ÉNONCÉ DU PROBLÈME:
Répondez à ces questions à partir du texte sur Sanofi et l'oncologie :
1. Combien de médicaments Sanofi commercialisait-il en oncologie en 2023 ?
2. Combien de produits en développement Sanofi comptait-il au total au 13 juillet 2024 ?
3. Parmi les 7 programmes novateurs en oncologie, combien sont conduits en partenariat avec d'autres entreprises ?

Sanofi et l’oncologie
L’oncologie n’était plus un point fort de Sanofi depuis un certain temps déjà. Pour s’en convaincre il suffit d’avoir en tête les faits suivants :
En 2023, Sanofi commercialisait seulement 3 médicaments en oncologie : SARCLISA, approuvé en 2020, 381M€ de ventes (en hausse), JEVTANA, approuvé en 2010, 320M€, en baisse suite à l’entrée des génériques sur le marché en 2021 et ZALTRAP (développé avec Regeneron), dont les ventes sont non significatives pour Sanofi qui ne donne plus de chiffres spécifiques pour ce produit depuis 2018 (le dernier chiffre de ventes connus est de 75M€ en 2017). Si on ajoute les redevances versées par Regeneron a qui Sanofi a rendu LIBTAYO en 2022, on arrive à moins de 2,5% des ventes de Sanofi (43,1 Mds en 2023) réalisées en oncologie.
Sanofi n’est pas totalement sorti de l’oncologie mais, en regardant le portefeuille de produits en développement de Sanofi (à la date du 13 juillet 2024), on constate que cette activité n’est effectivement plus prioritaire. Sur un total de 77 produits en développement, seuls 7 programmes novateurs (non déjà approuvés par ailleurs) concernent l’oncologie, et ils sont tous en phase 1, donc à au moins 5 ans d’une potentielle mise sur le marché (dans le meilleur des cas). Parmi ces 7 programmes, 4 sont conduits en partenariats avec d’autres entreprises.

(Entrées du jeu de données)
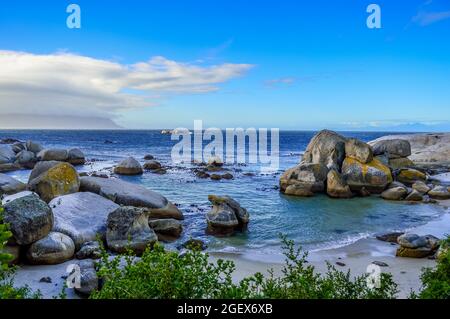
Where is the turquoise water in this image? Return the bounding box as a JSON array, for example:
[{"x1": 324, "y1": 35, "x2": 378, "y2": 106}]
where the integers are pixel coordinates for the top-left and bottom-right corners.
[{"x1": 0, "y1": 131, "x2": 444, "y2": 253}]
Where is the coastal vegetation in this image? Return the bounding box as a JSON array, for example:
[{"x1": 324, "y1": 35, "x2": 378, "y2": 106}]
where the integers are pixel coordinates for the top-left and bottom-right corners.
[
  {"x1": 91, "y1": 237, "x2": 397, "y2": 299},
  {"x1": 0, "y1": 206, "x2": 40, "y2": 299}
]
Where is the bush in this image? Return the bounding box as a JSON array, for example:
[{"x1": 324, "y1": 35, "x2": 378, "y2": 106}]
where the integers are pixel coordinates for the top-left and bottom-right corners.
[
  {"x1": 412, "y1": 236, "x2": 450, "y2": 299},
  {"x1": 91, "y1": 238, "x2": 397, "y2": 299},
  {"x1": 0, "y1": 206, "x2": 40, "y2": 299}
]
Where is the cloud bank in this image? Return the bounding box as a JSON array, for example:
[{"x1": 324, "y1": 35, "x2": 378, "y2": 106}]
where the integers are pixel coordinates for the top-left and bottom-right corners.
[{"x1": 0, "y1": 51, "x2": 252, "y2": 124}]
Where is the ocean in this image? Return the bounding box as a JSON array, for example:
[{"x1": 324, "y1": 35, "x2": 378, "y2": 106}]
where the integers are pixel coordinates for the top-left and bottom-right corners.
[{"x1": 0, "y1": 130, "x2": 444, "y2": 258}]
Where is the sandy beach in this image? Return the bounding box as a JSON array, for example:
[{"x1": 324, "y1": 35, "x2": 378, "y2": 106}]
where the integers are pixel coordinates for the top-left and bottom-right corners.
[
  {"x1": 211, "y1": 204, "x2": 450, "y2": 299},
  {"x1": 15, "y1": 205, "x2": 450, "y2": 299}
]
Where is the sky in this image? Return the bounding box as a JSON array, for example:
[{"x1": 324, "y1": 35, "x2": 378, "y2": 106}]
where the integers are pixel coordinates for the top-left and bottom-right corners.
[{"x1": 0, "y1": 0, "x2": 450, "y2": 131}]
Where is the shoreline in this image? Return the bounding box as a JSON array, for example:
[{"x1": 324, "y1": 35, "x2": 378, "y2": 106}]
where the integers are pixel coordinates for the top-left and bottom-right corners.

RÉPONSE RÉDIGÉE:
1. 3 médicaments : SARCLISA, JEVTANA et ZALTRAP.
2. 77 produits.
3. 4 programmes.